Work to do —
A. Decide whether each statement agrees with the passage on Old South Day: (i) visitors paid an admission fee to attend Old South Day; (ii) a local beekeeper brought his equipment to the event; (iii) the special program was scheduled for the first block. Answer yes or no for each, quoting the words of the passage that decide it.
B. Reproduce the part of the passage on Old South Day starting at "We did not charge" and ending at "a little money.".

[Begin Source passage]

The students’ research and presentations were excellent, and most were excited about the prospect of presenting their research to the public. Some of the other English classes made posters on topics similar to those researched by my students.

A lot of planning went into the success of Old South Day. We advertised for several weeks in the local newspaper, not only informing the public of the upcoming event and inviting everyone to come, but asking for residents to share their own knowledge with the students by setting up displays and making presentations themselves. We had a local educator who is a Civil War reenactor to volunteer to set up a Civil War camp. He dressed as a rebel and his son dressed as a Union soldier, and they brought antique guns, lanterns, and other equipment used during the war. A local beekeeper came and brought the equipment he uses. The aunt of one of our English teachers volunteered to churn butter and to bring antiques. Our former principal brought his hunting dogs, guns, calls, decoys, and other implements.

We used as many students as we could. One had his father to bring a cow we could milk. Many students had never milked a cow before, and quite a few gave it a try. One student had a neighbor who owns a small covered wagon, and he volunteered to give free rides at the event.

We did not charge admission to Old South Day because we wanted as many people as possible to attend. We invited young children from local day care centers and elementary schools to come through early in the morning. Some of our school’s organizations did set up booths as fund-raisers, selling lemonade, homemade ice cream, watermelon, candy, boiled peanuts, RC colas and Moon Pies. It was a great opportunity for some clubs to make a little money.

The most difficult part of Old South Day was actually scheduling the students to come down to the stadium to see the exhibits. We are on the block schedule, and we needed the first block to set up. All of my students, all English teachers, and some of the students in other classes went to the stadium first block to get the booths and exhibits in place. I had the construction shop make some tall wooden stakes which were driven into the ground at intervals to mark off the exhibits. Signs had been made to put on these stakes so that everyone would know where to set up.

We set aside fourth block for a special program, and all students would attend. At this program, we had clogging, square dancing, singing, a recitation of Martin Luther King, Jr.’s "I Have a Dream" speech, and instrumentals, all featuring country music.

During second and third blocks, students came to the stadium view the exhibits. Our problem was working around lunch during the third block. Some students came to Old South Day twice, but we could not work out any better schedule.

[End Source passage]
[Begin Material provided]

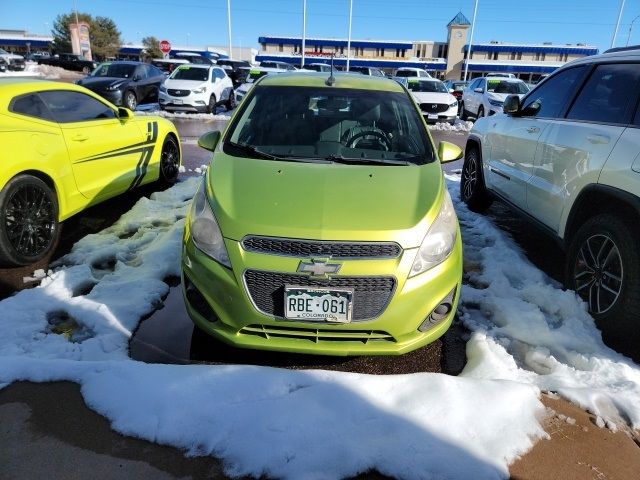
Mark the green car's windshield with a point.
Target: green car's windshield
(502, 86)
(335, 124)
(118, 70)
(436, 86)
(190, 73)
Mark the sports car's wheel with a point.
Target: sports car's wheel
(130, 100)
(211, 108)
(603, 267)
(169, 162)
(231, 102)
(28, 221)
(472, 189)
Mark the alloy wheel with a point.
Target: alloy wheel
(598, 273)
(30, 220)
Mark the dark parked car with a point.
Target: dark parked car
(69, 61)
(125, 83)
(232, 67)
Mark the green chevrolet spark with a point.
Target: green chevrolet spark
(323, 224)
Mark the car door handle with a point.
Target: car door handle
(598, 139)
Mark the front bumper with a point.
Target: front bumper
(218, 302)
(191, 103)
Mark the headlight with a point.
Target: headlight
(205, 231)
(439, 241)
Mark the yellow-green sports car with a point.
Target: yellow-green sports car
(64, 148)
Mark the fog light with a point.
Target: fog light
(439, 313)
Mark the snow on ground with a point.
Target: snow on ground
(34, 70)
(458, 126)
(528, 335)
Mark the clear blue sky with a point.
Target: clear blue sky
(204, 22)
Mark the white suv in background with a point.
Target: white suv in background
(485, 95)
(567, 155)
(196, 88)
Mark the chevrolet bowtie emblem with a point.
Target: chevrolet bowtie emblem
(318, 268)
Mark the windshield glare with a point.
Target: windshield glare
(427, 86)
(190, 73)
(320, 123)
(118, 70)
(501, 86)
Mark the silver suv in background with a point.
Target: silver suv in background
(567, 155)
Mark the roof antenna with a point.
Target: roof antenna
(331, 80)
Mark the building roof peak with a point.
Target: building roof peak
(459, 19)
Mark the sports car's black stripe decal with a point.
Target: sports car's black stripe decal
(152, 136)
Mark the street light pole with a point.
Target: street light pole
(349, 39)
(615, 32)
(304, 29)
(473, 26)
(630, 27)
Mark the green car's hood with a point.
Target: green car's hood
(324, 201)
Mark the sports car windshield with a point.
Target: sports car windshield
(427, 86)
(191, 73)
(502, 86)
(118, 70)
(329, 125)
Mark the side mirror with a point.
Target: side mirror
(511, 105)
(448, 152)
(124, 114)
(209, 141)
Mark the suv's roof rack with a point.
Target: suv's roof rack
(622, 49)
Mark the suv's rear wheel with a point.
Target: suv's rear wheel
(603, 267)
(472, 189)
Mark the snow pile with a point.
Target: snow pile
(528, 329)
(527, 335)
(459, 126)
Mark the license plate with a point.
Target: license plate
(318, 304)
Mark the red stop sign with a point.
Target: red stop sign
(165, 46)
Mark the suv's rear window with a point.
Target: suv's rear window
(290, 122)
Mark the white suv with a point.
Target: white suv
(197, 88)
(568, 156)
(485, 95)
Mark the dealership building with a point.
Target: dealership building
(441, 59)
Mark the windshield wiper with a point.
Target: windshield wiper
(367, 161)
(251, 150)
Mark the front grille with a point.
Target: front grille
(316, 335)
(371, 295)
(178, 93)
(305, 248)
(434, 107)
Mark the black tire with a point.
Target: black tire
(231, 101)
(130, 100)
(472, 188)
(463, 112)
(603, 267)
(169, 162)
(211, 107)
(29, 226)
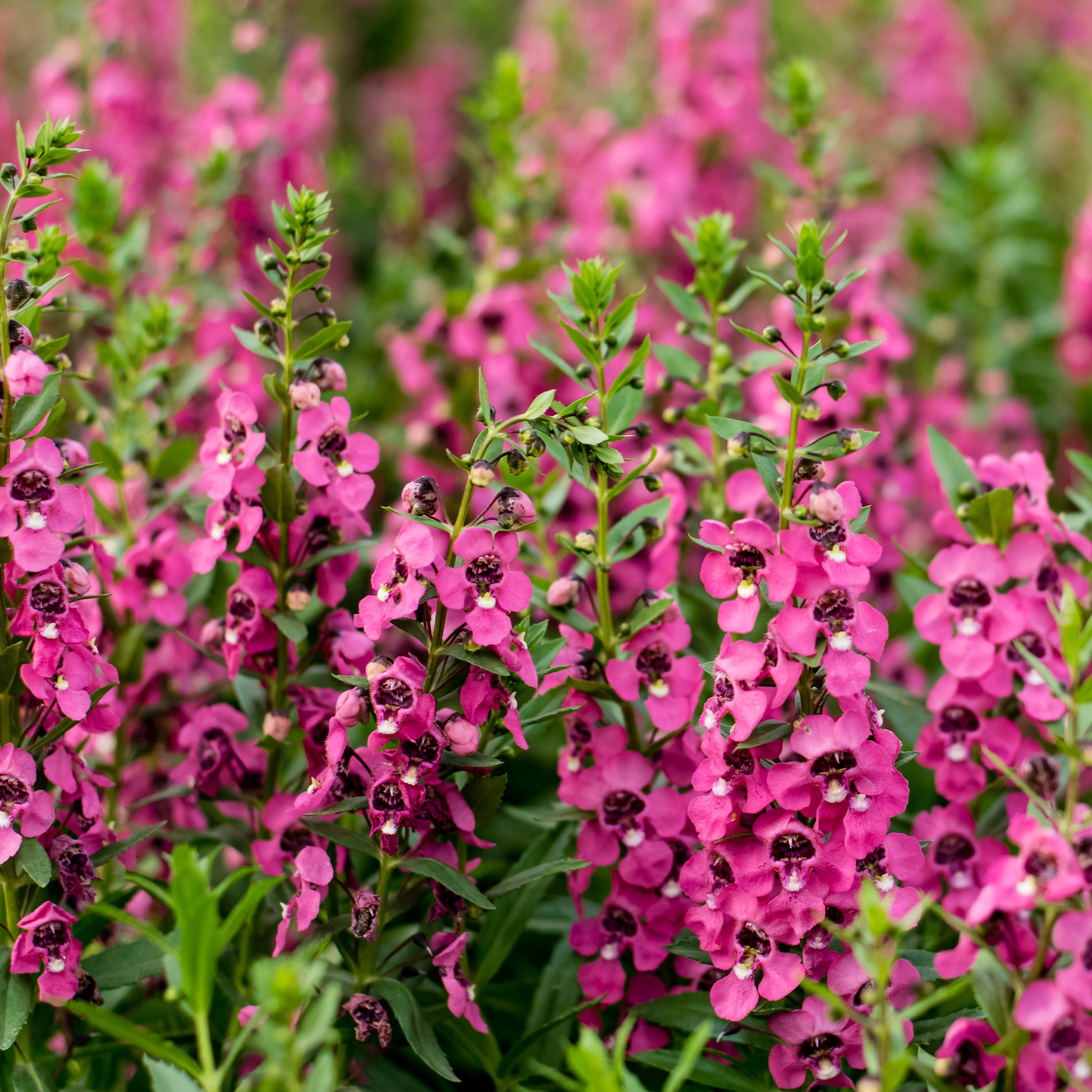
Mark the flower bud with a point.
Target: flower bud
(351, 708)
(304, 394)
(827, 505)
(515, 508)
(265, 331)
(462, 736)
(482, 473)
(422, 496)
(77, 579)
(563, 592)
(277, 724)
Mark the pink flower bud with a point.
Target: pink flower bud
(277, 724)
(76, 578)
(462, 736)
(351, 708)
(827, 505)
(304, 394)
(563, 592)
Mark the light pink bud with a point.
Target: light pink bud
(563, 592)
(462, 736)
(351, 708)
(304, 394)
(76, 578)
(827, 505)
(277, 724)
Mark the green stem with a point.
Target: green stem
(787, 489)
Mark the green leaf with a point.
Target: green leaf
(175, 458)
(291, 626)
(688, 306)
(417, 1030)
(167, 1078)
(123, 965)
(951, 467)
(315, 344)
(992, 990)
(113, 850)
(516, 880)
(32, 409)
(680, 364)
(117, 1027)
(342, 836)
(17, 993)
(32, 859)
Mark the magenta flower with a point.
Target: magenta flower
(158, 567)
(330, 456)
(253, 593)
(24, 371)
(970, 616)
(313, 875)
(848, 625)
(749, 952)
(448, 950)
(814, 1043)
(673, 684)
(238, 510)
(397, 580)
(34, 809)
(486, 588)
(36, 509)
(48, 942)
(962, 1057)
(748, 555)
(233, 446)
(736, 672)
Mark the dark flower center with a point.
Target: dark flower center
(952, 850)
(332, 444)
(620, 922)
(970, 594)
(792, 847)
(832, 607)
(32, 486)
(485, 571)
(620, 806)
(12, 791)
(47, 598)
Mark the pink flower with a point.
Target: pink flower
(24, 371)
(814, 1043)
(970, 616)
(313, 875)
(329, 456)
(748, 555)
(397, 580)
(34, 809)
(233, 446)
(36, 508)
(673, 684)
(48, 942)
(485, 586)
(448, 950)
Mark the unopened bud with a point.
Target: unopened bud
(422, 496)
(277, 724)
(304, 394)
(482, 473)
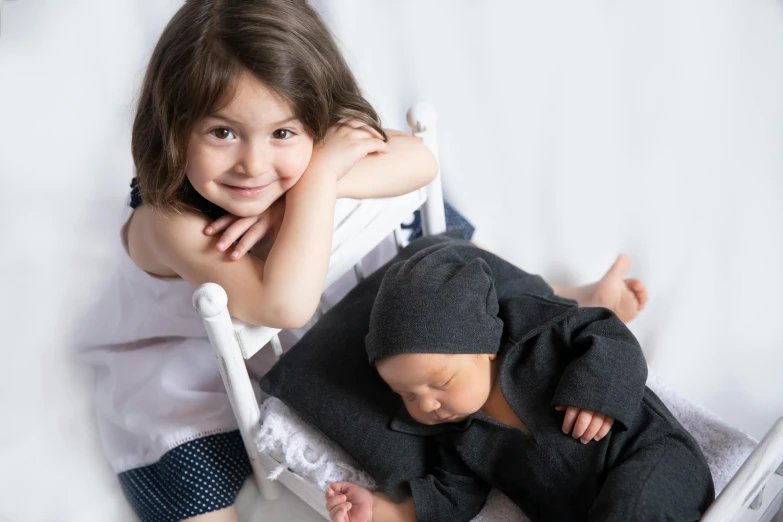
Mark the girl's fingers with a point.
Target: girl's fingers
(592, 429)
(582, 422)
(338, 513)
(250, 238)
(569, 419)
(607, 425)
(235, 231)
(219, 224)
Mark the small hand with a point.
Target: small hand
(347, 502)
(586, 425)
(251, 229)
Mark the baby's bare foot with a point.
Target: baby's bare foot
(625, 297)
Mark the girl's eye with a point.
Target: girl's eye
(222, 133)
(282, 134)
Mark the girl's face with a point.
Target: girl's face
(440, 387)
(249, 153)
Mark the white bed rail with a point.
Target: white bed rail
(755, 492)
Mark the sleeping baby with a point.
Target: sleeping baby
(531, 395)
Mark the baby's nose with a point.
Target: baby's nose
(430, 405)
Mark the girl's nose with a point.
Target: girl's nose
(255, 161)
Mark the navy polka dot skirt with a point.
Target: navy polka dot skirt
(194, 478)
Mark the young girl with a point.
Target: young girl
(242, 103)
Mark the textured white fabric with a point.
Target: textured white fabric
(304, 450)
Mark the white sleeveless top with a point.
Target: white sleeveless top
(157, 384)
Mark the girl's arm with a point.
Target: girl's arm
(407, 166)
(284, 291)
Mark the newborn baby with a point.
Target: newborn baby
(531, 395)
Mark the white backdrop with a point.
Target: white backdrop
(568, 133)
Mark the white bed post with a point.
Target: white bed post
(423, 119)
(211, 302)
(745, 491)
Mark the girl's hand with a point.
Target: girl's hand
(347, 502)
(344, 145)
(250, 229)
(587, 425)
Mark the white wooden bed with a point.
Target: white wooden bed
(753, 494)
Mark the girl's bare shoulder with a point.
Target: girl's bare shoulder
(152, 236)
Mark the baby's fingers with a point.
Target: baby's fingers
(219, 224)
(335, 501)
(607, 425)
(570, 419)
(592, 429)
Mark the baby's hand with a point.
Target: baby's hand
(251, 229)
(344, 145)
(587, 425)
(347, 502)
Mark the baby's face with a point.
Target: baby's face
(439, 387)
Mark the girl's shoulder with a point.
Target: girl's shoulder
(151, 238)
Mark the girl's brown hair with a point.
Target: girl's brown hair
(193, 70)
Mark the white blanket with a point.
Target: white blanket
(307, 452)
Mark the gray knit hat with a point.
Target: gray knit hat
(435, 302)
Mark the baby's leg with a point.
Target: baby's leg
(625, 297)
(228, 514)
(667, 481)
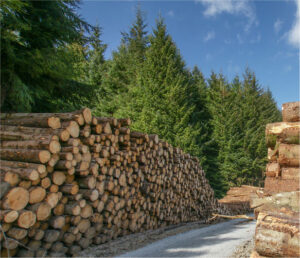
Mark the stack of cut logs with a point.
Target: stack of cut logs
(282, 172)
(277, 207)
(237, 199)
(69, 180)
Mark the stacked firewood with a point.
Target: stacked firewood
(237, 199)
(69, 180)
(277, 231)
(283, 172)
(277, 207)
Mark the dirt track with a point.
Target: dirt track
(191, 239)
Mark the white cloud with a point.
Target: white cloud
(294, 33)
(215, 7)
(288, 68)
(256, 39)
(170, 13)
(208, 57)
(210, 35)
(239, 39)
(278, 25)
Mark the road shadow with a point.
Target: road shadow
(194, 243)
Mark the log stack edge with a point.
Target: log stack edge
(277, 207)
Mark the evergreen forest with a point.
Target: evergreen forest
(53, 61)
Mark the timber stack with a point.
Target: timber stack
(237, 199)
(70, 180)
(277, 206)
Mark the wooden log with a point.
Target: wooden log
(52, 199)
(9, 177)
(17, 233)
(84, 225)
(36, 234)
(273, 169)
(46, 182)
(291, 112)
(36, 194)
(124, 122)
(27, 119)
(16, 199)
(52, 145)
(26, 219)
(76, 116)
(10, 244)
(275, 185)
(69, 189)
(86, 211)
(275, 237)
(72, 208)
(290, 173)
(57, 222)
(289, 155)
(23, 173)
(51, 235)
(38, 156)
(58, 177)
(16, 164)
(62, 134)
(72, 127)
(89, 194)
(285, 132)
(87, 182)
(42, 210)
(9, 216)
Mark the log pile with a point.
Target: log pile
(70, 180)
(237, 199)
(277, 206)
(282, 171)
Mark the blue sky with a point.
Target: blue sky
(218, 35)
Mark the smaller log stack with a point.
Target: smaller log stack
(282, 171)
(277, 207)
(237, 199)
(70, 180)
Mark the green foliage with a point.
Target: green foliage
(240, 111)
(34, 62)
(52, 62)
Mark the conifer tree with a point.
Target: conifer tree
(34, 64)
(123, 70)
(162, 107)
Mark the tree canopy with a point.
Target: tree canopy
(53, 61)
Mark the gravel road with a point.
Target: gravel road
(219, 240)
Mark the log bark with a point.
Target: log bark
(285, 132)
(289, 155)
(27, 119)
(26, 219)
(291, 112)
(52, 145)
(13, 164)
(34, 156)
(16, 199)
(42, 210)
(36, 194)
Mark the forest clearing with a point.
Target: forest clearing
(137, 152)
(70, 180)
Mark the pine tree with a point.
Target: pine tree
(162, 96)
(35, 65)
(123, 71)
(96, 57)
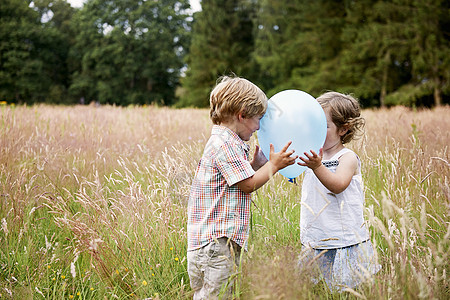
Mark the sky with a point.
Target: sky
(195, 4)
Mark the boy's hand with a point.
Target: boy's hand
(283, 158)
(259, 159)
(312, 161)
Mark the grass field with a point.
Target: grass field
(93, 206)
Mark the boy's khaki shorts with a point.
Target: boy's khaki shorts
(211, 267)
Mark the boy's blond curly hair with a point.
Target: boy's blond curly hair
(233, 95)
(345, 113)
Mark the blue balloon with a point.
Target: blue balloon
(296, 116)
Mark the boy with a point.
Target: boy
(219, 202)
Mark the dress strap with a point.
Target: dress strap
(340, 153)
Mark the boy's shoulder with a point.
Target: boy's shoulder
(223, 138)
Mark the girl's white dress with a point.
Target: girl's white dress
(333, 231)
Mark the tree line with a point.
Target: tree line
(140, 51)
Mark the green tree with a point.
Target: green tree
(56, 42)
(131, 52)
(221, 43)
(298, 43)
(20, 66)
(430, 49)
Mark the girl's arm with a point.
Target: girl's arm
(276, 162)
(336, 182)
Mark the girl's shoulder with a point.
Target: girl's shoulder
(345, 151)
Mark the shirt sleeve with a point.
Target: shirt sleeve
(232, 162)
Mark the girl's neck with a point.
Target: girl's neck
(330, 151)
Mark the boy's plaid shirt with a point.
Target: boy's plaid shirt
(217, 207)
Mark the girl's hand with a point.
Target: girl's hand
(312, 161)
(259, 159)
(283, 158)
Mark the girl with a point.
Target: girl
(332, 227)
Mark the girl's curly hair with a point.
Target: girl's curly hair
(345, 113)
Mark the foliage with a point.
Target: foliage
(93, 205)
(221, 43)
(131, 51)
(135, 52)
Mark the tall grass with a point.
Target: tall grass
(93, 205)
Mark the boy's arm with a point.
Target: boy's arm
(336, 182)
(276, 162)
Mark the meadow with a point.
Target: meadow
(93, 206)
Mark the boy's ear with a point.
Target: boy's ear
(241, 116)
(342, 131)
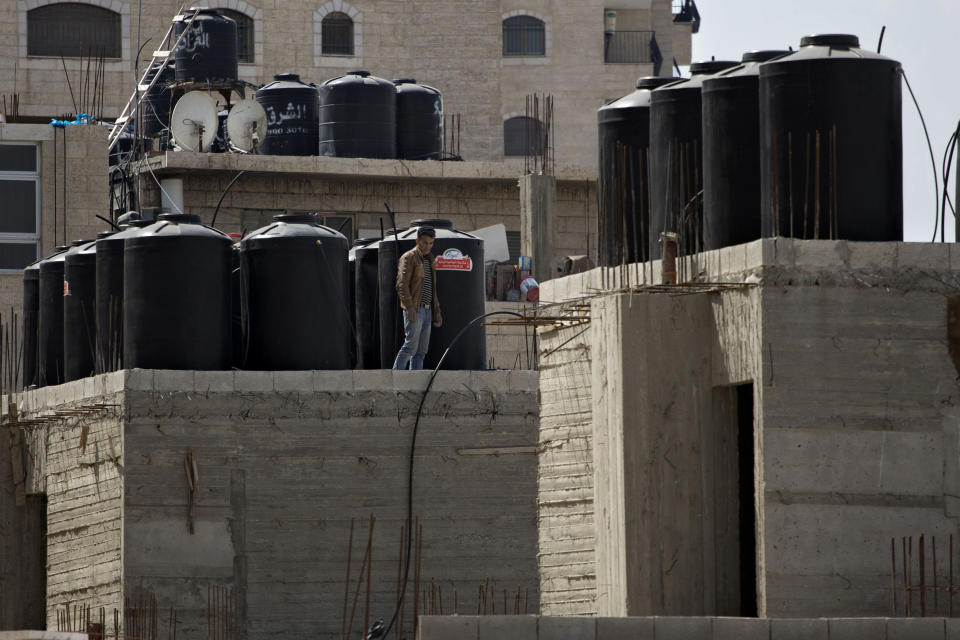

[End Material provided]

Solutions —
A.
(i) No: "We did not charge admission to Old South Day because we wanted as many people as possible to attend."
(ii) Yes: "A local beekeeper came and brought the equipment he uses."
(iii) No: "We set aside fourth block for a special program, and all students would attend."

B.
We did not charge admission to Old South Day because we wanted as many people as possible to attend. We invited young children from local day care centers and elementary schools to come through early in the morning. Some of our school’s organizations did set up booths as fund-raisers, selling lemonade, homemade ice cream, watermelon, candy, boiled peanuts, RC colas and Moon Pies. It was a great opportunity for some clubs to make a little money.